Catalina de Aragón. Una reina alcalaína en su V centenario





Retrato de Catalina de Aragón realizado por Lucas Hornebolte



Llamad a mis doncellas. Cuando muera, amortajadme con honor. Cubridme de flores virginales y que todos sepan que he muerto como casta esposa. Hacedme embalsamar y sepultadme. Aun cuando destronada, yo soy reina y soy hija de un rey... ¡No puedo más!


Difícilmente se podría describir mejor el drama de una infanta española y reina de Inglaterra que con estas palabras que William Shakespeare puso en boca de la moribunda Catalina de Aragón casi un siglo después de ocurrido este suceso, palabras que no por ser producto de la imaginación de este escritor dejan de reflejar todo el patetismo de una vida destrozada por los intereses de estado.

Pero si bien la figura de la infortunada Catalina pertenece por derecho propio a la historia general de nuestro país y aun de Europa entera, no por ello deja de ser figura señera de nuestra historia local puesto que los azares del destino quisieron que naciera alcalaína.

■ DATOS PROPORCIONADOS:
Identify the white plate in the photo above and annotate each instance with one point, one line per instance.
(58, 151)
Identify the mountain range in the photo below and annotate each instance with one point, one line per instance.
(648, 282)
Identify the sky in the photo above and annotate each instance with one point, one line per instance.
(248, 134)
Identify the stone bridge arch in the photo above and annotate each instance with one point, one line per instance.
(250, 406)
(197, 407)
* * *
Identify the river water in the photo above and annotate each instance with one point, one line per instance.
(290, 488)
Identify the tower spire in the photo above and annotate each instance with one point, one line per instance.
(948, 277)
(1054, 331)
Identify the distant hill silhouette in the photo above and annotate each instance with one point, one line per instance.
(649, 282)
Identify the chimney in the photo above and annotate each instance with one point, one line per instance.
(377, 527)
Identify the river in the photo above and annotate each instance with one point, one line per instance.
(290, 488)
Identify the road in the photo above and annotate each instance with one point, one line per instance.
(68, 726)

■ OBJETIVO DEL EJERCICIO: Prosigue, por favor, el texto sobre Catalina de Aragón a partir de su última oración.

■ RESPUESTA:
Corría el mes de diciembre de 1485 en un invierno que, a juzgar por las crónicas, no fue precisamente seco ya que estuvo lloviendo en Alcalá desde el día de Todos los Santos hasta el 31 de enero; por entonces los Reyes Católicos disfrutaban de uno de sus prolongados períodos de residencia en el palacio arzobispal de nuestra ciudad. La reina se encontraba en avanzado estado de gestación y el 15 de dicho mes, pronto hará quinientos años, vio por primera vez la luz en Alcalá la quinta y última de sus hijos (sus cuatro hermanos, mayores que ella, eran el malogrado príncipe don Juan y las infantas Juana, que luego sería reina, Isabel y María). La recién nacida infanta fue poco después bautizada en la colegiata (hoy Magistral) por don Pedro González de Mendoza, Gran Cardenal de España y a la sazón arzobispo primado de Toledo, lo que le convertía en el señor de Alcalá y en el personaje más influyente de Castilla después de los propios reyes. El cardenal Mendoza, como vástago que era de una de las familias más aristocráticas del reino, era un gran amante de la pompa y de los actos palaciegos, por lo que no es de extrañar que tal como nos relata Alfonso Quintano el prelado fizo un gran combite al rey e a la reyna e a todos los caballeros e dueñas e doncellas de su Corte, por honra del nacimiento de aquella infanta.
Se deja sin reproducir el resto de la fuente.